[Stored data entries]
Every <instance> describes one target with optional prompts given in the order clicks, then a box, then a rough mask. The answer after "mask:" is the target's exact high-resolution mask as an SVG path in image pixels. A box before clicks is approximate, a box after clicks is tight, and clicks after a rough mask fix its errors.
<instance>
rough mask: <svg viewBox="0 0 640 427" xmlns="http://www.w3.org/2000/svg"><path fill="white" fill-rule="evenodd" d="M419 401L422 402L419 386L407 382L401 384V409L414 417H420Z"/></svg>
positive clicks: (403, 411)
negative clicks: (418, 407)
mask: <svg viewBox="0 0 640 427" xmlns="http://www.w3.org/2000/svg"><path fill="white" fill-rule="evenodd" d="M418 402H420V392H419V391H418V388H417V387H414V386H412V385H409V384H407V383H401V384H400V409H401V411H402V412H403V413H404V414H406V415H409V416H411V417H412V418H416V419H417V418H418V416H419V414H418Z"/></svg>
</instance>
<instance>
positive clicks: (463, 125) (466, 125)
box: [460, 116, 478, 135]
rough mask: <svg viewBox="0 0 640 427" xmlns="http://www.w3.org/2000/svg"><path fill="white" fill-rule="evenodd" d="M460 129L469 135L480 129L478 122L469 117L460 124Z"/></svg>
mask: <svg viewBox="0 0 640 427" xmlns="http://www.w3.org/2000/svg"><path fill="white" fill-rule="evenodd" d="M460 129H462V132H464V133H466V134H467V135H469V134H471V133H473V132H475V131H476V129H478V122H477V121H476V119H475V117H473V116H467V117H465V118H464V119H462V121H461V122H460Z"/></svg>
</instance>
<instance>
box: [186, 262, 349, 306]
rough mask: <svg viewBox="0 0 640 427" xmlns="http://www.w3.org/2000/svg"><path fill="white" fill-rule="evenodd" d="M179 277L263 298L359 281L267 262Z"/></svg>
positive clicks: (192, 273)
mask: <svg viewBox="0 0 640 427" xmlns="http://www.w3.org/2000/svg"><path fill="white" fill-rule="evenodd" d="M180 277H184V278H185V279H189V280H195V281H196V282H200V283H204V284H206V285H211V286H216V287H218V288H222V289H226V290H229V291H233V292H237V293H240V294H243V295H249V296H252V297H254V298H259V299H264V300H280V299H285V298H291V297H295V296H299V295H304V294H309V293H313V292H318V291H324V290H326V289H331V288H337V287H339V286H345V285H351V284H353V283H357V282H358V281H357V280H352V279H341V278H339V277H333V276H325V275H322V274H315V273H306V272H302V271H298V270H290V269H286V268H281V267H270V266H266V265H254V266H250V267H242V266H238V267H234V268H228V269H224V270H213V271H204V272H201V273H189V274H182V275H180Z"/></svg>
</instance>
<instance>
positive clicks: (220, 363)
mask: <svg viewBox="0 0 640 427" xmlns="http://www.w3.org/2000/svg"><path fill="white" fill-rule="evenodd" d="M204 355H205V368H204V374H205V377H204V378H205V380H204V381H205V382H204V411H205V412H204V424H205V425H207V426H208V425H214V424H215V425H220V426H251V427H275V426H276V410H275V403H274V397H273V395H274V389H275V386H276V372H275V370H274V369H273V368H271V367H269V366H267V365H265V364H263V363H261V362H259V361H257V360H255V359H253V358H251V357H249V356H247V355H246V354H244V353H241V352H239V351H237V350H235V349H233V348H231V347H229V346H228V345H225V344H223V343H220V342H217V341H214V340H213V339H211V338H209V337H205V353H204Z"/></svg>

WHAT IS REQUIRED -
Reproduce every line of the items above verbatim, from the first line to the last.

EXPECTED ANSWER -
Every <instance> describes one target with optional prompts given in the order clicks, then a box, then a rough mask. The answer after "mask:" is the target's exact high-resolution mask as an SVG path in image pixels. A box before clicks is approximate, a box after clicks is tight, and clicks after a rough mask fix its errors.
<instance>
rough mask: <svg viewBox="0 0 640 427" xmlns="http://www.w3.org/2000/svg"><path fill="white" fill-rule="evenodd" d="M419 401L422 402L419 386L407 382L401 384V409L414 417H420Z"/></svg>
positive clicks: (403, 411)
negative clicks: (418, 407)
mask: <svg viewBox="0 0 640 427" xmlns="http://www.w3.org/2000/svg"><path fill="white" fill-rule="evenodd" d="M418 402H420V392H419V391H418V388H417V387H414V386H412V385H409V384H407V383H401V384H400V409H401V411H402V412H403V413H404V414H406V415H409V416H411V417H412V418H416V419H417V418H418V416H419V414H418Z"/></svg>
</instance>
<instance>
positive clicks: (463, 125) (466, 125)
box: [460, 116, 478, 135]
rough mask: <svg viewBox="0 0 640 427" xmlns="http://www.w3.org/2000/svg"><path fill="white" fill-rule="evenodd" d="M460 129L469 135L480 129L478 122L469 117L460 124Z"/></svg>
mask: <svg viewBox="0 0 640 427" xmlns="http://www.w3.org/2000/svg"><path fill="white" fill-rule="evenodd" d="M460 129H462V132H464V133H466V134H467V135H469V134H471V133H473V132H475V131H476V129H478V122H477V121H476V119H475V117H473V116H467V117H465V118H464V119H462V121H461V122H460Z"/></svg>
</instance>
<instance>
box: [186, 262, 349, 306]
rough mask: <svg viewBox="0 0 640 427" xmlns="http://www.w3.org/2000/svg"><path fill="white" fill-rule="evenodd" d="M179 277L263 298L359 281L267 262Z"/></svg>
positive clicks: (192, 273)
mask: <svg viewBox="0 0 640 427" xmlns="http://www.w3.org/2000/svg"><path fill="white" fill-rule="evenodd" d="M180 277H184V278H185V279H189V280H195V281H196V282H200V283H204V284H206V285H211V286H216V287H218V288H222V289H226V290H229V291H233V292H237V293H240V294H243V295H249V296H252V297H254V298H259V299H264V300H280V299H285V298H291V297H295V296H299V295H304V294H309V293H313V292H318V291H324V290H326V289H331V288H337V287H339V286H345V285H351V284H353V283H357V282H358V281H357V280H352V279H341V278H339V277H333V276H325V275H322V274H315V273H306V272H302V271H298V270H290V269H286V268H281V267H270V266H266V265H254V266H250V267H242V266H238V267H234V268H228V269H224V270H213V271H204V272H201V273H189V274H182V275H180Z"/></svg>
</instance>
<instance>
positive clicks: (220, 363)
mask: <svg viewBox="0 0 640 427" xmlns="http://www.w3.org/2000/svg"><path fill="white" fill-rule="evenodd" d="M204 355H205V368H204V374H205V377H204V378H205V380H204V381H205V382H204V411H205V412H204V424H205V425H207V426H208V425H214V424H215V425H220V426H251V427H275V426H276V410H275V403H274V397H273V395H274V389H275V386H276V372H275V370H274V369H273V368H271V367H269V366H267V365H265V364H263V363H261V362H259V361H257V360H255V359H253V358H251V357H249V356H247V355H246V354H244V353H241V352H239V351H237V350H235V349H233V348H231V347H229V346H228V345H225V344H223V343H220V342H217V341H214V340H213V339H211V338H209V337H205V353H204Z"/></svg>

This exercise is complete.